Goals -
1. From the Cal Girard article, extract the passage starting at "What’s a FOGO?" and ending at "the team score.".
2. Answer these questions using the Cal Girard article:
(a) What does FOGO stand for?
(b) How many faceoffs did Girard win against Darien on April 7?
(c) Which university does Joey Terenzi now play for?
3. Translate this sentence from the Cal Girard article into Spanish: "Girard’s been a faceoff specialist going back to middle school, and now he gives his teammates the confidence to know they’re almost always going to get possession after a draw."

Source -
<<<<
Manhasset lacrosse’s Girard a faceoff master, but that’s not all he is

Manhasset lacrosse’s Girard a faceoff master, but that’s not all he is
Manhasset lacrosse senior faceoff specialist Cal Girard (9) is winning 86 percent of his draws this season, helping the defending state champs start the season 7-0. Photo credit: Myles Tintle

It can be over in an instant, or it could take as long as 30 seconds.

Two lacrosse players come to the center of the field, with no teammate closer than about 10 yards away. A referee puts the ball on the ground, and both opponents bend down in a crouch.

Their heads and shoulders are mere inches apart; if you didn’t know better you’d think they were about to hug. Sticks poised on the ground on either side of the ball, these two combatants are about to battle.

Suddenly the tweet of a whistle blows, and the two boys go at it. Much like in sumo wrestling, it’s hard to tell who’s winning until someone has won.

Finally, sometimes after five seconds and sometimes after as much as 45 seconds, one player emerges with the ball, a roar goes up from his team’s sideline, and a brand-new possession has begun.

This is the blessed life of Manhasset senior Cal Girard, who might be the best FOGO in New York, one of the best in the country, and is damn proud of it.

What’s a FOGO?

A FOGO, in lacrosse parlance, stands for “Face Off, Get Off.”

Meaning, Girard and his brethren are out there for one specific job: After a goal is scored, or at the start of each quarter, win the face-off and get possession for his team, pass to a teammate, then race like the dickens to the sideline to be replaced by another player on the squad.

Someone who, theoretically, is more skilled, more athletic and more likely to help the team score.

Like a placekicker or long-snapper in football, or a pinch-runner in baseball, FOGO’s are incredibly important for very short periods of time, and often don’t get much credit from outsiders for success

They have highly specialized skills, and very few are as skilled as Girard.

Against nationally-ranked Darien on April 7, according to USALax Magazine, Girard won 14 of 16 faceoffs and scored a goal.

For the season he’s winning a ridiculous 86 percent of his faceoffs, giving defending state champion Manhasset (7-0 as of April 21) possession after possession, and that day he helped the Indians dominate their Connecticut foes, 15-2.

“It’s a wrestling match,” Girard says, a big smile creeping across his face. “It’s just you and another guy battling and everyone’s watching, no one else can get involved, and you win and feel great and then you run off and wait for the next one.

“It’s awesome.”

Listening to Girard talk about faceoffs is akin to hearing a chef talk about food, or a pianist extol the greatness of the 88 keys. He lights up at the mention of the topic.

Girard’s been a faceoff specialist going back to middle school, and now he gives his teammates the confidence to know they’re almost always going to get possession after a draw.

“He’s just a special type of athlete,” said Joey Terenzi, a former Manhasset teammate who now plays for the University of Virginia. “Not many faceoff guys can match up with him athletically, and then you add the skills he has. It’s kind of unfair.

“Without him,” Terenzi added, “we don’t win games.”
>>>>
Dataset records -
<<<<
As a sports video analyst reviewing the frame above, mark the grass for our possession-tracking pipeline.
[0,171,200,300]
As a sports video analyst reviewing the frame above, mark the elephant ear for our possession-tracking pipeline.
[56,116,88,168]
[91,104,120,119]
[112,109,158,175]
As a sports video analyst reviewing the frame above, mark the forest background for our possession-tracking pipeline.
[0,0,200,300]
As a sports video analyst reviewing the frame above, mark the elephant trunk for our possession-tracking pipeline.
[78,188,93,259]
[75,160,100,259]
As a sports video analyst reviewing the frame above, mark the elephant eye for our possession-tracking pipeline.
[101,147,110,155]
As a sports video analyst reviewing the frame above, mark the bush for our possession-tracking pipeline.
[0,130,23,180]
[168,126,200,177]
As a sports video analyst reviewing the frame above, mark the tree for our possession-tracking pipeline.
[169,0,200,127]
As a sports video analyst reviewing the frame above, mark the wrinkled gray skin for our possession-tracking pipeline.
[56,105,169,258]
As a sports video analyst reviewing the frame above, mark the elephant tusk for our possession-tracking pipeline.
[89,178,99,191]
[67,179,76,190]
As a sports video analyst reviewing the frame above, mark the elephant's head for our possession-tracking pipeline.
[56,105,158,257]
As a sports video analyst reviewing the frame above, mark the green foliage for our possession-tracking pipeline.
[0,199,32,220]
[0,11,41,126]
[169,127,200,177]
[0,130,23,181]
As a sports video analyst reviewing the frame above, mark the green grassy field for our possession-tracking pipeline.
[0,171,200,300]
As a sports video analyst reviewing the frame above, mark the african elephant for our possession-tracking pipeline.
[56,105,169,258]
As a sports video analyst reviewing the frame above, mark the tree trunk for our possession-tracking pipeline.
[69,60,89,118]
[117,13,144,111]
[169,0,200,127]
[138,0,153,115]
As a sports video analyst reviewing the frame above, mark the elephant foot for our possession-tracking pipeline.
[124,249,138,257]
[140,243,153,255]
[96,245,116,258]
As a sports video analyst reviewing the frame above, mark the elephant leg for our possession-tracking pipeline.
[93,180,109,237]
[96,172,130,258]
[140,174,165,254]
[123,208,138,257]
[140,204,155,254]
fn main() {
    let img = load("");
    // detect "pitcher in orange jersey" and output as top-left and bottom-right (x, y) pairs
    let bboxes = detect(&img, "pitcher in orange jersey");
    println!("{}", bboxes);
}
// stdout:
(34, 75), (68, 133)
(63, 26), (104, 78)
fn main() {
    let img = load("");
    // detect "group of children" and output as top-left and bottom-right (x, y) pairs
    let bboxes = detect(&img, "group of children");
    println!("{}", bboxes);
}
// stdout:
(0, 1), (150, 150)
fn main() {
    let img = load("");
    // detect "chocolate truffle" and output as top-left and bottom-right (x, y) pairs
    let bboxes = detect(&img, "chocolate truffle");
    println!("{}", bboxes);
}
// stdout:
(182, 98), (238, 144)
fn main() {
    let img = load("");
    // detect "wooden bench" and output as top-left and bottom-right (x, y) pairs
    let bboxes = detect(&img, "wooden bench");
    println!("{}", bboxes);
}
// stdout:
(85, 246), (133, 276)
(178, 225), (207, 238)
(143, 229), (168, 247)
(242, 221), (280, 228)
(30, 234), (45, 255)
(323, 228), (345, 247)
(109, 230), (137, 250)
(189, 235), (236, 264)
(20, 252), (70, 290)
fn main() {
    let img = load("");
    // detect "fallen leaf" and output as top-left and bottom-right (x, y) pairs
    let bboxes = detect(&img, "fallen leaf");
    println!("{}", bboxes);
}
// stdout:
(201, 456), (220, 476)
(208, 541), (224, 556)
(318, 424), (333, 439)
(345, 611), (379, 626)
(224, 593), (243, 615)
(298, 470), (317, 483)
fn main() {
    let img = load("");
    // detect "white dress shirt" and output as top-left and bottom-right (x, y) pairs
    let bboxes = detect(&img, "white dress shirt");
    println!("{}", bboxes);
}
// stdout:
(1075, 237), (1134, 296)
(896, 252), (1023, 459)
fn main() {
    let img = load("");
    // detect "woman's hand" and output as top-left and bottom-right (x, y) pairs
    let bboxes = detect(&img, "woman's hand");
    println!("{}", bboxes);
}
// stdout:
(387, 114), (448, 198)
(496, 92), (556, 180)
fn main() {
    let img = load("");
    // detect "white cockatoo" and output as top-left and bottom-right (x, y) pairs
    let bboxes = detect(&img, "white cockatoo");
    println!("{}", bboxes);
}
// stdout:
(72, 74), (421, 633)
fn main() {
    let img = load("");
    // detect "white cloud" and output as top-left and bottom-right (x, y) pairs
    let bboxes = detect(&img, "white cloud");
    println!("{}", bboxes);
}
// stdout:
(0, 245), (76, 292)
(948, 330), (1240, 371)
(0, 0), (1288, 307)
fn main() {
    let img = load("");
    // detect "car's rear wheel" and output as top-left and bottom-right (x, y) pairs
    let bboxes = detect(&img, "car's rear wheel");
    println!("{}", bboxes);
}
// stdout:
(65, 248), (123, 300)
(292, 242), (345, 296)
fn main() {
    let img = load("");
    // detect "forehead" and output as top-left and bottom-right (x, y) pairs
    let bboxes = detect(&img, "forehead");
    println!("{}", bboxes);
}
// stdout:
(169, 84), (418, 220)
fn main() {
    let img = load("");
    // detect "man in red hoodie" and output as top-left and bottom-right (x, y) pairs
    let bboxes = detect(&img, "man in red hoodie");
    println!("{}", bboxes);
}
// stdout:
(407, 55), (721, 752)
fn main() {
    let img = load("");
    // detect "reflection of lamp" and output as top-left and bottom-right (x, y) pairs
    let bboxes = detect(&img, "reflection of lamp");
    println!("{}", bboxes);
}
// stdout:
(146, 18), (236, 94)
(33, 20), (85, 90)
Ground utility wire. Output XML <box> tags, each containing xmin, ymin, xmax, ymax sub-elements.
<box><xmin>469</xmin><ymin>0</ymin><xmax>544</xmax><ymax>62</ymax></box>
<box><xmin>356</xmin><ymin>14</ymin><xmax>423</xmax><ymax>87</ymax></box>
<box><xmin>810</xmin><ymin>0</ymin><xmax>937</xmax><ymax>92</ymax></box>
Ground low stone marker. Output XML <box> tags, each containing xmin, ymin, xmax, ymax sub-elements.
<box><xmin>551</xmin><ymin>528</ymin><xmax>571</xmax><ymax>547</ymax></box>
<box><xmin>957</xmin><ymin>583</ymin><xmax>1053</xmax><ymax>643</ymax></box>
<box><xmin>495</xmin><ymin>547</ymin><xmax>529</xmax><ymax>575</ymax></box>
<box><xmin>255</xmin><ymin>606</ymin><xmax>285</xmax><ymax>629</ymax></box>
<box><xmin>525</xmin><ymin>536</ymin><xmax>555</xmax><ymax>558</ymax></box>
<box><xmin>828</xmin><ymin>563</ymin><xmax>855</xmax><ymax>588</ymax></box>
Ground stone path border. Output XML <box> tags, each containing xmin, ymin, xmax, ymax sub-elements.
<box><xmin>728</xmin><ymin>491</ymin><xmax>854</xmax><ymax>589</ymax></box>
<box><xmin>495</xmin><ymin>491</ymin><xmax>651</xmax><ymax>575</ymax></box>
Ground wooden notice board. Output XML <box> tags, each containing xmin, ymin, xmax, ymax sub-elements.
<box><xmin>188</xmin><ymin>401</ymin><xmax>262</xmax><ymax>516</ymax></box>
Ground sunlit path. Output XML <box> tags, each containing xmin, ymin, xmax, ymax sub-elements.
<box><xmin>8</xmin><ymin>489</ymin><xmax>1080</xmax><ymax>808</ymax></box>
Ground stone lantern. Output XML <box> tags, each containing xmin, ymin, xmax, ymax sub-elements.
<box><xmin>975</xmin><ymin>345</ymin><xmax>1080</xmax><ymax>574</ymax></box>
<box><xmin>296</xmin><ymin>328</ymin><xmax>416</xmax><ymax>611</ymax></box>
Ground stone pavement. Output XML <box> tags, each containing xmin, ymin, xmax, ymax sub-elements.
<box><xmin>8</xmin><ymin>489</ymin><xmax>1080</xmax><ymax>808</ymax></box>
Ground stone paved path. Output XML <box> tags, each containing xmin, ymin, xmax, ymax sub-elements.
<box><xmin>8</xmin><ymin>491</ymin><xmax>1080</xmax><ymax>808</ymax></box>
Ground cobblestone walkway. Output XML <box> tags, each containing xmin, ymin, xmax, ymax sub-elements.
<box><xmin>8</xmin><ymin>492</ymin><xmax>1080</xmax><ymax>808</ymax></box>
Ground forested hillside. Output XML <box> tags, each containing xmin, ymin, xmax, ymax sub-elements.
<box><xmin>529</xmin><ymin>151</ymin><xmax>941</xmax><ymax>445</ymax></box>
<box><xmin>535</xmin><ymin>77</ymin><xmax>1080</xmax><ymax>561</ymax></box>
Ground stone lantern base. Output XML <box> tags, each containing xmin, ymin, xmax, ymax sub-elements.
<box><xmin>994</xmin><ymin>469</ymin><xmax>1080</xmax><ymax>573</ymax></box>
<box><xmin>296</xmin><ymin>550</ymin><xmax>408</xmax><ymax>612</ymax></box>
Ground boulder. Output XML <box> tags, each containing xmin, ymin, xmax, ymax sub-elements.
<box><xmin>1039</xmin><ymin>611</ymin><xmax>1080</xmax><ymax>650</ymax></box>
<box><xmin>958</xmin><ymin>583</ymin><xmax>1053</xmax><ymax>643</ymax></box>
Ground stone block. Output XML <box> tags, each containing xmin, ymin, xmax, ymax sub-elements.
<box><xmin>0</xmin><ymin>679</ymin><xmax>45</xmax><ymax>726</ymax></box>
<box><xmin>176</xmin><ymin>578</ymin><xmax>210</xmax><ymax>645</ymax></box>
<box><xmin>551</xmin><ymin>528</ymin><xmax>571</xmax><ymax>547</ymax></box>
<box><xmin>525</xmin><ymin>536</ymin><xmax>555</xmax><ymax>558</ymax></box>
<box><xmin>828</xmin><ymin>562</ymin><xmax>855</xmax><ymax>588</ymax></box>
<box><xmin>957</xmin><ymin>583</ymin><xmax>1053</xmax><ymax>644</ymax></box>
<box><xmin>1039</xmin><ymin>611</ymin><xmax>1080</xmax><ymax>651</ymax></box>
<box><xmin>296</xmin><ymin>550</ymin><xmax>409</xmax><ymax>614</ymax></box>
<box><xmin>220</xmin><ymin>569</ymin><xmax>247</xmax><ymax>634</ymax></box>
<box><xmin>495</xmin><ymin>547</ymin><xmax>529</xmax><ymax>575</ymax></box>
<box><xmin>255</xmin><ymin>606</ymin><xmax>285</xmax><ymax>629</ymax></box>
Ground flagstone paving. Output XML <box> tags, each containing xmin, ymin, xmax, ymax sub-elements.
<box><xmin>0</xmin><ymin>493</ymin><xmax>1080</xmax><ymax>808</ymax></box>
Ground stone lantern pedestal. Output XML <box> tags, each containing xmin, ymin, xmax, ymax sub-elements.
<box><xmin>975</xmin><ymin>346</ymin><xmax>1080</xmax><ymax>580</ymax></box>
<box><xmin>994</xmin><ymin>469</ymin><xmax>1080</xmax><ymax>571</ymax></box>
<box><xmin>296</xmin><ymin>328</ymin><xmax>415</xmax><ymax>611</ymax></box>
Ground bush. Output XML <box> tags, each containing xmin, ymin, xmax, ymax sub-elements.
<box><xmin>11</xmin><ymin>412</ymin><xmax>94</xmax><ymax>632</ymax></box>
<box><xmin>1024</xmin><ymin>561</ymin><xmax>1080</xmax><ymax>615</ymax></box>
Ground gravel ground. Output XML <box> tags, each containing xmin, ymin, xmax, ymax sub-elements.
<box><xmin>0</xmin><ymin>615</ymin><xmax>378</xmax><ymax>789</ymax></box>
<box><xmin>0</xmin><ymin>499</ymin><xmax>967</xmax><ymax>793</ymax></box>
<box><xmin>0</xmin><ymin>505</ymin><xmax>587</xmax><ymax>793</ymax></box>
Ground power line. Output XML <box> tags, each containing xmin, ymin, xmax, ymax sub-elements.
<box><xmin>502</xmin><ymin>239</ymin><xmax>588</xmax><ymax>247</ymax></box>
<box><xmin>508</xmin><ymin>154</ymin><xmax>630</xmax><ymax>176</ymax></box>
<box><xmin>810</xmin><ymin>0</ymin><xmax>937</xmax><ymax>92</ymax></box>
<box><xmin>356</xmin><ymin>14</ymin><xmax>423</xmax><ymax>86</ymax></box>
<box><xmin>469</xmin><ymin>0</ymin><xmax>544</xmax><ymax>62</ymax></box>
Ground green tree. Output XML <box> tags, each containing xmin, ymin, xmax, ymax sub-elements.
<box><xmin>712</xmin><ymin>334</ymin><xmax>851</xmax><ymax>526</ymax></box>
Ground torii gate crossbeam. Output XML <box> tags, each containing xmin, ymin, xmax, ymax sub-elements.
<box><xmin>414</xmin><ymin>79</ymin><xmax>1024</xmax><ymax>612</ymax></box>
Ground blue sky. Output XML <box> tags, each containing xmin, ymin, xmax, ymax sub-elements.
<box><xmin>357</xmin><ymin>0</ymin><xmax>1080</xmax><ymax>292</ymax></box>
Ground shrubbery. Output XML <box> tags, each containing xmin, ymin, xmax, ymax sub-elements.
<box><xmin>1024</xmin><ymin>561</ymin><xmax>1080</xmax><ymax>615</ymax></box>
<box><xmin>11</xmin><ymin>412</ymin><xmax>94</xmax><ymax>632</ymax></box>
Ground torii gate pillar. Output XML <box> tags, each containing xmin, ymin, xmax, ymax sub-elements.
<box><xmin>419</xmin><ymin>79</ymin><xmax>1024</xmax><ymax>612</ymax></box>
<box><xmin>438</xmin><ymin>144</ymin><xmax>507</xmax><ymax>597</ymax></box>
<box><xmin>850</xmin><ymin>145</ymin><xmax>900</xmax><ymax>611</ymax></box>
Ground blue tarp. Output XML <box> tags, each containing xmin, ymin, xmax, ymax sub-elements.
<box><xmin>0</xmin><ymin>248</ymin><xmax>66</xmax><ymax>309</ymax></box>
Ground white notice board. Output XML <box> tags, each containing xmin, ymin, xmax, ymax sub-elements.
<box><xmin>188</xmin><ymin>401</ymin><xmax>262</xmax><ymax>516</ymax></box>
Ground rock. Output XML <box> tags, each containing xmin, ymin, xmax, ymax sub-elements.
>>>>
Set of answers -
1.
What’s a FOGO?

A FOGO, in lacrosse parlance, stands for “Face Off, Get Off.”

Meaning, Girard and his brethren are out there for one specific job: After a goal is scored, or at the start of each quarter, win the face-off and get possession for his team, pass to a teammate, then race like the dickens to the sideline to be replaced by another player on the squad.

Someone who, theoretically, is more skilled, more athletic and more likely to help the team score.

2.
(a) "Face Off, Get Off."
(b) 14 of 16.
(c) The University of Virginia.

3. Girard ha sido especialista en faceoffs desde la escuela media, y ahora les da a sus compañeros de equipo la confianza de saber que casi siempre van a conseguir la posesión después de un saque.